## Selected text:

Import wearable data

Next, we import the light data. There are two devices in use: ActLumus and ActTrust we need to import them separately, as they are using different import functions. device_id with four number indicate the ActLumus devices, whereas with seven numbers the ActTrust. We add a column to the data indicating the Type of device in use. We also make sure that the spelling equals the supported_devices() list from LightLogR. Then we construct filename paths for all files.

c("ActLumus", "ActTrust") %in% supported_devices()
[1] TRUE TRUE
data_devices_cleaned <- 
data_devices_cleaned |> 
  dplyr::mutate(device_type = 
           case_when(
              str_length(device_id) == 4 ~ "ActLumus",
              str_length(device_id) == 7 ~ "ActTrust"
           ),
         file_path = glue("data/lightloggers/{device_id}.txt")
         )
data_devices_cleaned <- 
data_devices_cleaned |> 
  dplyr::mutate(
    data = purrr::pmap(list(x = device_type, y = file_path, z = tz_identifier), 
                       \(x, y, z) {
                         import_Dataset(device = x, filename = y, tz = z,
                                        silent = TRUE)
                       }
    )
  )

We end with one dataset per row entry. As the two ActTrust files do not contain a melanopic EDI column, we will use the photopic illuminance column LIGHT towards that end. As there are only two participants with this shortcoming, it will not influence results overduly.

data_devices_cleaned <- 
data_devices_cleaned |> 
  dplyr::mutate(
    data = purrr::map2(device_type, data, 
                       \(x,y) {
                         if(x == "ActTrust") {
                           y |> dplyr::rename(MEDI = LIGHT)
                         }
                         else y
                         }
                       )
  )

Further, the dataset in Malaysia had a device malfunction on 22 September and only worked from the 23 September onwards. As there are minimal differences between dates and very few datasets in that region, we will not dismiss that dataset but rather shift data by one day.

(Recorded data)

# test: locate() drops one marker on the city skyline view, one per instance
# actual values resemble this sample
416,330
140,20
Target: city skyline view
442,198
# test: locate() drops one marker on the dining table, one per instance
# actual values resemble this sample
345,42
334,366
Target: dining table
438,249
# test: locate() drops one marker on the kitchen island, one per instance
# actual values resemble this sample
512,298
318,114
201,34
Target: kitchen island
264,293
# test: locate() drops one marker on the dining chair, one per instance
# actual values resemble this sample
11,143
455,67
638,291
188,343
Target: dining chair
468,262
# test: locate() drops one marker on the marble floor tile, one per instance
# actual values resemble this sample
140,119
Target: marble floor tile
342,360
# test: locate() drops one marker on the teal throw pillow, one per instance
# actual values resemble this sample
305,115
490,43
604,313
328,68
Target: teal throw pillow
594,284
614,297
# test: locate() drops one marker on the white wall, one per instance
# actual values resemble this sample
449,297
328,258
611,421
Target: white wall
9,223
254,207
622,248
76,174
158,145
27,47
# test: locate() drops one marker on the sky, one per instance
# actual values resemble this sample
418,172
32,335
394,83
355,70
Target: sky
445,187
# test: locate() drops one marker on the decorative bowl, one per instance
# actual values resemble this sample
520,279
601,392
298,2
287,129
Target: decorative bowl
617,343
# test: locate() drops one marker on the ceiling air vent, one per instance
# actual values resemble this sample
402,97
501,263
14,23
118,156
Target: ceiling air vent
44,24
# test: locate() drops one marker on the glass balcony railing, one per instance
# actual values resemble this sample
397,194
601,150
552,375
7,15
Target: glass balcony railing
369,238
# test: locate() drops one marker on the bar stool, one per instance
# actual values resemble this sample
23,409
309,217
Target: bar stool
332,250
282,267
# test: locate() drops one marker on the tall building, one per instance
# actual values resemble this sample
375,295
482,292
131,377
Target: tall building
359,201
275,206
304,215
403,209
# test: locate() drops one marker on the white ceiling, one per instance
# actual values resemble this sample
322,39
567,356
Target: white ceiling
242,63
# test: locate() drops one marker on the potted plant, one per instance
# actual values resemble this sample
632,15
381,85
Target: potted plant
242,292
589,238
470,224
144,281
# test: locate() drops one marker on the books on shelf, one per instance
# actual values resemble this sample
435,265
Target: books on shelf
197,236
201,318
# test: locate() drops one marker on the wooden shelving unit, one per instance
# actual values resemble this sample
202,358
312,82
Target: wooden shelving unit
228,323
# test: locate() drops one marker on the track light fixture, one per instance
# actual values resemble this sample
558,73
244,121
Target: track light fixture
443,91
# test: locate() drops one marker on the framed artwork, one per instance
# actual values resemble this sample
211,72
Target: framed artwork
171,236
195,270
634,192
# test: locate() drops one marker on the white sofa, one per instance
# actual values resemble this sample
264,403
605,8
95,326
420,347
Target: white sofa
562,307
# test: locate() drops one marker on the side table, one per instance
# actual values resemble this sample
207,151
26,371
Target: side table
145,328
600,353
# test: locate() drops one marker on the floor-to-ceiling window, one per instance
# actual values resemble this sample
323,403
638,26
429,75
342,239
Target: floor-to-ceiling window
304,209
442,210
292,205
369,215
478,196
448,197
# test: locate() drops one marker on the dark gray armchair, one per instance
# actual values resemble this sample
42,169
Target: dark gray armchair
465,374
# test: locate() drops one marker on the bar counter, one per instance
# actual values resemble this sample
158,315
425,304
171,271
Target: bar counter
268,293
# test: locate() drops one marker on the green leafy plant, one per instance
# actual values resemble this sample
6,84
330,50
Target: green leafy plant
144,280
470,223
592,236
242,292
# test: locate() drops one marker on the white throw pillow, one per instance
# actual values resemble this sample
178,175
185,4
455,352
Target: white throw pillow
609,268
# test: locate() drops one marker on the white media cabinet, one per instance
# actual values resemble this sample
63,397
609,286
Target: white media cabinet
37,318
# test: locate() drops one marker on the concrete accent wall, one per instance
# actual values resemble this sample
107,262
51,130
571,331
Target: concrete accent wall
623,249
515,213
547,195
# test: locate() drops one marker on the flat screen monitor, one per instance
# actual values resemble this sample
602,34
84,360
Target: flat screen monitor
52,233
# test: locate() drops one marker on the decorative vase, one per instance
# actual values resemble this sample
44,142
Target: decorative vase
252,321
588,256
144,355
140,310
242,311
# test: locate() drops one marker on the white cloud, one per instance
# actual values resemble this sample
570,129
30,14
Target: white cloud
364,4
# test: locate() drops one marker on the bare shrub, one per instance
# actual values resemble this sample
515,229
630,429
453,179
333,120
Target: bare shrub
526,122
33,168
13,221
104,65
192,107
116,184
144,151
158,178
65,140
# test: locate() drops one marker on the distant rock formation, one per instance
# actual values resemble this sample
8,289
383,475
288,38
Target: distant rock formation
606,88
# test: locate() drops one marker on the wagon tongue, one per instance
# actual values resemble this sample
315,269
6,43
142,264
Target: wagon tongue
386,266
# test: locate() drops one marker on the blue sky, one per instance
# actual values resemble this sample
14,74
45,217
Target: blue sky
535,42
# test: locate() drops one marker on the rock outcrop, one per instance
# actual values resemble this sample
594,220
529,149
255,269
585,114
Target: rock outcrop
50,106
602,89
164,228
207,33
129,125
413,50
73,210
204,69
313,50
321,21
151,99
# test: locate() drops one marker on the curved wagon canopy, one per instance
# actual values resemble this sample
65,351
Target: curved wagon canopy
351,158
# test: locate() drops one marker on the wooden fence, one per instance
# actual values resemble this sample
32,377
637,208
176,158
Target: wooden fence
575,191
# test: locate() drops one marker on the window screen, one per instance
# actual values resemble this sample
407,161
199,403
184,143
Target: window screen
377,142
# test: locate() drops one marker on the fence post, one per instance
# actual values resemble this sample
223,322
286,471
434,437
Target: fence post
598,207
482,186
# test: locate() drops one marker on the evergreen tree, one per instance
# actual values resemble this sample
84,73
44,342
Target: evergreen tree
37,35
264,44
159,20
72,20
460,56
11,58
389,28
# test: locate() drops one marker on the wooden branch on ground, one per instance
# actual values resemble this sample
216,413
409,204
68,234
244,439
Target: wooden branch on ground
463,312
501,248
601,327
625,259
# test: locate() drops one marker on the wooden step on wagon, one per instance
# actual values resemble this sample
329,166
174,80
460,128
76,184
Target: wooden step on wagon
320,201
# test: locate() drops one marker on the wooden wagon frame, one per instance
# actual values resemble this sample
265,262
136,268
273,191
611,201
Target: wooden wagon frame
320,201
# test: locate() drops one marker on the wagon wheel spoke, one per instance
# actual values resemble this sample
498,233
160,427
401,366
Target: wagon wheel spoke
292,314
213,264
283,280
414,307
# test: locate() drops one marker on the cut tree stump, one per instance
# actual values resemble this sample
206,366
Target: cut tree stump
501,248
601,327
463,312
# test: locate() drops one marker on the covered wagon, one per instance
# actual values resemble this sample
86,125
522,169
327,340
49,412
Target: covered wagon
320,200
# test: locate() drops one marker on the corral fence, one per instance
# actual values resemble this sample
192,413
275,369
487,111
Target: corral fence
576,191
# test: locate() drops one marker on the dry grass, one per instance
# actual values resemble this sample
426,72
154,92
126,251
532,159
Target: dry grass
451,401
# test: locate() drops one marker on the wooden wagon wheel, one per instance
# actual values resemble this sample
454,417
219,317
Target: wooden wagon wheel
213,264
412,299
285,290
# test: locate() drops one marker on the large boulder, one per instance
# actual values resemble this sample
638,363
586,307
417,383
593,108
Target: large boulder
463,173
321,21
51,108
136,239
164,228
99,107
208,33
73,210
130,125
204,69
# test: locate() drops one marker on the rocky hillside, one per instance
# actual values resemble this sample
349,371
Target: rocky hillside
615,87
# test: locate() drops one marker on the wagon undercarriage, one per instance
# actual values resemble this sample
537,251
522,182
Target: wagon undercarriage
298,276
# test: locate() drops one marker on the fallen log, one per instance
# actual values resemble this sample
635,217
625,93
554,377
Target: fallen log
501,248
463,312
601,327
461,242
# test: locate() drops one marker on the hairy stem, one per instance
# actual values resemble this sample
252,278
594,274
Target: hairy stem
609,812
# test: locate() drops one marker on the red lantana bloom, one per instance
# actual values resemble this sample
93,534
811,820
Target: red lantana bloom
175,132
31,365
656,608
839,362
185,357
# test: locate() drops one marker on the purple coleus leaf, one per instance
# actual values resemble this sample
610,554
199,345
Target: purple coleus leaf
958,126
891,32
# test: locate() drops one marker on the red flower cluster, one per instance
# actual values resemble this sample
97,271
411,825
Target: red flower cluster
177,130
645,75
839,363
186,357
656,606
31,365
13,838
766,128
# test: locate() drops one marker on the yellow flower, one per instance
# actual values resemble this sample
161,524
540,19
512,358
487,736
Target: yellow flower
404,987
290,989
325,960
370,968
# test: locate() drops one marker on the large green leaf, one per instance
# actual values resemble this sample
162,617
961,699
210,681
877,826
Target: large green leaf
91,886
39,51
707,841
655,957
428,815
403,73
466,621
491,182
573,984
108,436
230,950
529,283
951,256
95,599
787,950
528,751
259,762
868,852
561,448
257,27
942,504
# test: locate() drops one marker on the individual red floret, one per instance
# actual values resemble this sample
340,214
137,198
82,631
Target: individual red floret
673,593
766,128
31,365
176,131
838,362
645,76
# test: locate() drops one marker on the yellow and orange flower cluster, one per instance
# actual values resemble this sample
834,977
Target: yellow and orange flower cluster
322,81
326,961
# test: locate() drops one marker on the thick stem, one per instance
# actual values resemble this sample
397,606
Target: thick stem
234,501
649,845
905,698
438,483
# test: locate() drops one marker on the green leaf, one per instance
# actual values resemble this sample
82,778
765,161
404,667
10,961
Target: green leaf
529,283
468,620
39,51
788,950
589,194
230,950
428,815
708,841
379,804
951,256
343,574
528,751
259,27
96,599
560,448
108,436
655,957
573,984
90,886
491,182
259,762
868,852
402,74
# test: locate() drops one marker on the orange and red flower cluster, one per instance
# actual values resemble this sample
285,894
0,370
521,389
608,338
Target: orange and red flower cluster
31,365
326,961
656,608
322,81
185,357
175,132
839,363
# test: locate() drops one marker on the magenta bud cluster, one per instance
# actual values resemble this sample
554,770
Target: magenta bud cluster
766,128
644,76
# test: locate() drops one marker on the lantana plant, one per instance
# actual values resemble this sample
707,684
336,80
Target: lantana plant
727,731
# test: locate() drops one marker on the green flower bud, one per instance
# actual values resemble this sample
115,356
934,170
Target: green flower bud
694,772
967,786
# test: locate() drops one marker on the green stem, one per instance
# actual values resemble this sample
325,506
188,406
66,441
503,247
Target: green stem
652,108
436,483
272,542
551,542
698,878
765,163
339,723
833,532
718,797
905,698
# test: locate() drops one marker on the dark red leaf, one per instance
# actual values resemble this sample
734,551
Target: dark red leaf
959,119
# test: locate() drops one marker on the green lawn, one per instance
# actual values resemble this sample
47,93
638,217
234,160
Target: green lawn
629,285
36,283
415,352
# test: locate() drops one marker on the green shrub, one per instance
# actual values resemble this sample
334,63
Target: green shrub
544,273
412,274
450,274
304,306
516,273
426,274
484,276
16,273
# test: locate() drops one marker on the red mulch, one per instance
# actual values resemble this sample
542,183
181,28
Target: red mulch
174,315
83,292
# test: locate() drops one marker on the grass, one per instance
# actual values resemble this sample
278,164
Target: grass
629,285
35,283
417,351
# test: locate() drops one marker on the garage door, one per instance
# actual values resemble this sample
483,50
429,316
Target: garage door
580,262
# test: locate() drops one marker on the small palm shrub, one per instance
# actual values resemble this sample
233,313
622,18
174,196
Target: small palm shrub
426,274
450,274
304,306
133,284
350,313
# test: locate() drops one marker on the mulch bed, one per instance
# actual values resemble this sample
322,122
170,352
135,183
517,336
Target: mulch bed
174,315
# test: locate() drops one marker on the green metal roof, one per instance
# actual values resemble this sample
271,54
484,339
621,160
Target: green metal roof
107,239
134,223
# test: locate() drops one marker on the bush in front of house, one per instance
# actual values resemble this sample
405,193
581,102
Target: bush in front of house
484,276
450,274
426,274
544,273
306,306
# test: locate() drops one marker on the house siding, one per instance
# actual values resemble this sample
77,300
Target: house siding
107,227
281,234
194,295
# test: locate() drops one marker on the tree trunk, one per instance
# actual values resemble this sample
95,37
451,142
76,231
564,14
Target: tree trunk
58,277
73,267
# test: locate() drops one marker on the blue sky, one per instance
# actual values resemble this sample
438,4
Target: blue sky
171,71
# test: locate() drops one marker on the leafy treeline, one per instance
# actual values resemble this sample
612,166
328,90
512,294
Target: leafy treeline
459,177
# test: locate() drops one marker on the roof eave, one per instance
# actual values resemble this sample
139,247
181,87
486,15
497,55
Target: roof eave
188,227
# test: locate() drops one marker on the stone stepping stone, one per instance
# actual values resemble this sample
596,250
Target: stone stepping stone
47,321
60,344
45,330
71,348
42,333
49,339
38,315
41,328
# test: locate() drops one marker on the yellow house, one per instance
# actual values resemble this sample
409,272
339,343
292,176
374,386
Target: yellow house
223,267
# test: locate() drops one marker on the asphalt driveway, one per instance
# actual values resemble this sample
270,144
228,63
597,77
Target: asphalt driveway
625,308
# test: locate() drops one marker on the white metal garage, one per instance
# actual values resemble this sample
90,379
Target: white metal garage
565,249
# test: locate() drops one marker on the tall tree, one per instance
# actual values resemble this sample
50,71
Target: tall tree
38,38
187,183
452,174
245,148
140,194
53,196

## Task to carry out:
In the wearable data import text, which column stands in for melanopic EDI in the ActTrust files?

## Solution:
The photopic illuminance column LIGHT.